[WORK REQUIRED]
Gather every line from the rows below that contains the word "concrete", copying each line in full.

[PROVIDED RECORDS]
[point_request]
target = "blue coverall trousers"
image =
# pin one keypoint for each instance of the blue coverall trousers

---

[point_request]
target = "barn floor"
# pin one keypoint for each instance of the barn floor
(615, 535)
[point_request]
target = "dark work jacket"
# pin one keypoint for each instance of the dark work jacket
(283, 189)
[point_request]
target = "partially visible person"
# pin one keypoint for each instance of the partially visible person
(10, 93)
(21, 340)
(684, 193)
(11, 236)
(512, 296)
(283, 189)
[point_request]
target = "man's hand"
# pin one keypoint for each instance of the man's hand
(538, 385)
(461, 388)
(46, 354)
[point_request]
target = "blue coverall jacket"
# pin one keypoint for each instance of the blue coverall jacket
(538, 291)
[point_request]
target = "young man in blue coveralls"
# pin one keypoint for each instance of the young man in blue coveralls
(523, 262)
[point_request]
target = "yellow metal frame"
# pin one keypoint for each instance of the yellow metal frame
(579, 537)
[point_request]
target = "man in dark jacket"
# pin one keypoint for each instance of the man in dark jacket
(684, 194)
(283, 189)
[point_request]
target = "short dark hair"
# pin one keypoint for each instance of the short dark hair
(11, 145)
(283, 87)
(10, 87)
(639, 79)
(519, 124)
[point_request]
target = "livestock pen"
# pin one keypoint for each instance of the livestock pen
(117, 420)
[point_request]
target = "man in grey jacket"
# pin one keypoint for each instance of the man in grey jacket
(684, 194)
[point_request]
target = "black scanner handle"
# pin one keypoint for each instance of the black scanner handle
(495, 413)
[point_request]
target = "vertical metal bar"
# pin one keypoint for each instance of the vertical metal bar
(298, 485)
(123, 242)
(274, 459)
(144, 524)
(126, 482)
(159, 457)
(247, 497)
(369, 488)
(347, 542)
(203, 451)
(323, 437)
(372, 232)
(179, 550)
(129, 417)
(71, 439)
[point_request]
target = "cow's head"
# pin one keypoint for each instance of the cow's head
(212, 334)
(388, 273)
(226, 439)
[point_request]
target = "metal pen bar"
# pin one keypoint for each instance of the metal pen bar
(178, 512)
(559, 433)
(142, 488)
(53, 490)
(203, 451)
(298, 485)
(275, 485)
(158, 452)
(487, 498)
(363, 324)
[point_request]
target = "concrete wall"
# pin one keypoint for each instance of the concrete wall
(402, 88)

[REPLY]
target = "concrete wall"
# pin one keypoint for each instance of the concrete wall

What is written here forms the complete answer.